La guerra que coaligó casi al mundo entero contra ese país pareció haber acabado con la amenaza, al costo de al menos diez millones de muertos. El eclipse alemán vino acompañado por la desaparición -también temporal- de Rusia como gran potencia, aunque su revolución bolchevique la agigantaba como elemento precursor de una revolución mundial de carácter proletario que las burguesías de occidente temían como a la peste.

El otro hecho relevante del momento era la comparecencia de Estados Unidos en la escena global. Gran Bretaña ya no podía estar sola como “grand méneur du jeu”, la gran conductora del juego, sino que su poderío financiero y naval pasaba a un segundo plano detrás del de su primo trasatlántico. El presidente de los Estados Unidos, Woodrow Wilson, un profesor de Columbia provisto de un gran prestigio moral,  pero que había hecho ingresar a su país al conflicto entre otras cosas para garantizar el cobro de los gigantescos préstamos que habían contraído los aliados con la Banca Morgan, se convertía en alas de la propaganda también en la figura más expectable de los estadistas que se habían reunido en Versalles para tratar con Alemania. Lo hicieron más para juzgarla que para hacer las paces con ella, pero la presencia de Wilson y sus 14 puntos que prometían una paz con democracia, sin anexiones y con autodeterminación de los pueblos que se allanaban a sus términos, generó, en Alemania, cierta confianza en que sería tenida en cuenta de manera más ecuánime a como ella misma había tratado a sus enemigos, cuando firmó, durante la guerra, los leoninos arreglos de paz con las vencidas Rumania y Rusia.

REGISTROS GUARDADOS:

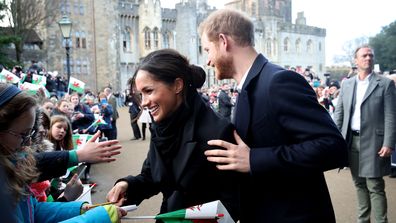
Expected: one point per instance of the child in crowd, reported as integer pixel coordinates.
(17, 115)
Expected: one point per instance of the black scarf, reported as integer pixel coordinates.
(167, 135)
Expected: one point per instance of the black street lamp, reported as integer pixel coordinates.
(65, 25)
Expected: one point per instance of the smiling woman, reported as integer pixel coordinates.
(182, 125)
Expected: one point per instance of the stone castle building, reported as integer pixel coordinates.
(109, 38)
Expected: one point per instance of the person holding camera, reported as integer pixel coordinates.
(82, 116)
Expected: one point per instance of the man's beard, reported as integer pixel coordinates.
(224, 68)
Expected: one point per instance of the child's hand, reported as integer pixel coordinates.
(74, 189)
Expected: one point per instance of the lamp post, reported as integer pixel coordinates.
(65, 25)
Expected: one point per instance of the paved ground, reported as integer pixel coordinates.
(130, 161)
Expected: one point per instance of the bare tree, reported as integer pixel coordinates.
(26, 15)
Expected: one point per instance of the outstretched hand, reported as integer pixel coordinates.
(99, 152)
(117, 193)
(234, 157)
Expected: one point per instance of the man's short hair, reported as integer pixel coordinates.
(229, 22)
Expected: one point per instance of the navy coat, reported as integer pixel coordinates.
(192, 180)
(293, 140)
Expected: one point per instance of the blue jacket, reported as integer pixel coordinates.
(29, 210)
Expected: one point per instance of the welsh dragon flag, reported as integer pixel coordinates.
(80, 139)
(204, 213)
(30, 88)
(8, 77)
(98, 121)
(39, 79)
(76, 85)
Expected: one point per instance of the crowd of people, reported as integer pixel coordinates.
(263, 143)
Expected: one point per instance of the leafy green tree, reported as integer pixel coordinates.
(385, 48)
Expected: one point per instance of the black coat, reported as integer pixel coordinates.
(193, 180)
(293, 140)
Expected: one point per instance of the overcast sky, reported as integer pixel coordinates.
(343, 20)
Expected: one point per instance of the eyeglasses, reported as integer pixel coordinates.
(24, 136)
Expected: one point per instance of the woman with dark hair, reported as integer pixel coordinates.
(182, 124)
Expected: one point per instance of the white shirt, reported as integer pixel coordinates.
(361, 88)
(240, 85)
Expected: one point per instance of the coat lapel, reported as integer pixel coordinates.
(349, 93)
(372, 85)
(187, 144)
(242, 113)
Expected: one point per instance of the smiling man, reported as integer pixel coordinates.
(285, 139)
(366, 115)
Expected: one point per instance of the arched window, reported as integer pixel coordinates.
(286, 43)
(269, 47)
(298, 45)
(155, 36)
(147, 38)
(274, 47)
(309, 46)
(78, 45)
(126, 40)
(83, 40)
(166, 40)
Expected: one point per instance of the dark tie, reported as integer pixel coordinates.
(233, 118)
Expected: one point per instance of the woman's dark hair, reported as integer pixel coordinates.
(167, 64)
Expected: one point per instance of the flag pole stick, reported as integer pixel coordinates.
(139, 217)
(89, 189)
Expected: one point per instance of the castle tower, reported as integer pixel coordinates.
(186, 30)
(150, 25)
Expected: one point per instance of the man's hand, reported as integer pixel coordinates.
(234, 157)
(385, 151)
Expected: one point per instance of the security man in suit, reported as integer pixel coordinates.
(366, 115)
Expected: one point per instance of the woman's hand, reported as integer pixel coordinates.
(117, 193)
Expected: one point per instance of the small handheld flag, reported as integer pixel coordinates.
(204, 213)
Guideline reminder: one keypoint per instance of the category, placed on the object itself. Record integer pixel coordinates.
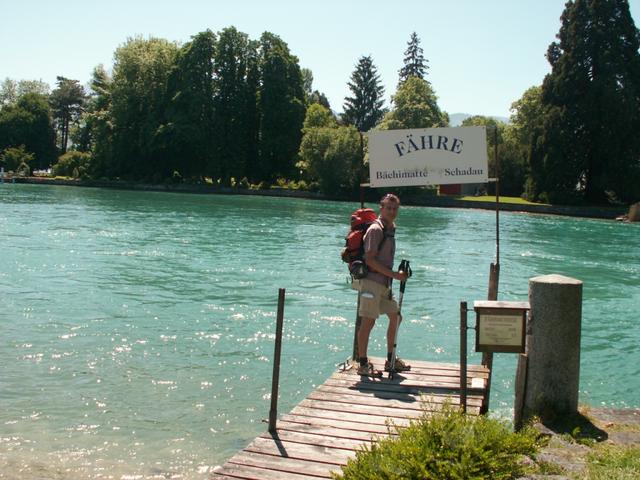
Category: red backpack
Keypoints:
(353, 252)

LO QUE HARÁS: Copia completo el texto sobre Wilson y Versalles, sin cambiar nada.

EJERCICIO RESUELTO:
La guerra que coaligó casi al mundo entero contra ese país pareció haber acabado con la amenaza, al costo de al menos diez millones de muertos. El eclipse alemán vino acompañado por la desaparición -también temporal- de Rusia como gran potencia, aunque su revolución bolchevique la agigantaba como elemento precursor de una revolución mundial de carácter proletario que las burguesías de occidente temían como a la peste.

El otro hecho relevante del momento era la comparecencia de Estados Unidos en la escena global. Gran Bretaña ya no podía estar sola como “grand méneur du jeu”, la gran conductora del juego, sino que su poderío financiero y naval pasaba a un segundo plano detrás del de su primo trasatlántico. El presidente de los Estados Unidos, Woodrow Wilson, un profesor de Columbia provisto de un gran prestigio moral,  pero que había hecho ingresar a su país al conflicto entre otras cosas para garantizar el cobro de los gigantescos préstamos que habían contraído los aliados con la Banca Morgan, se convertía en alas de la propaganda también en la figura más expectable de los estadistas que se habían reunido en Versalles para tratar con Alemania. Lo hicieron más para juzgarla que para hacer las paces con ella, pero la presencia de Wilson y sus 14 puntos que prometían una paz con democracia, sin anexiones y con autodeterminación de los pueblos que se allanaban a sus términos, generó, en Alemania, cierta confianza en que sería tenida en cuenta de manera más ecuánime a como ella misma había tratado a sus enemigos, cuando firmó, durante la guerra, los leoninos arreglos de paz con las vencidas Rumania y Rusia.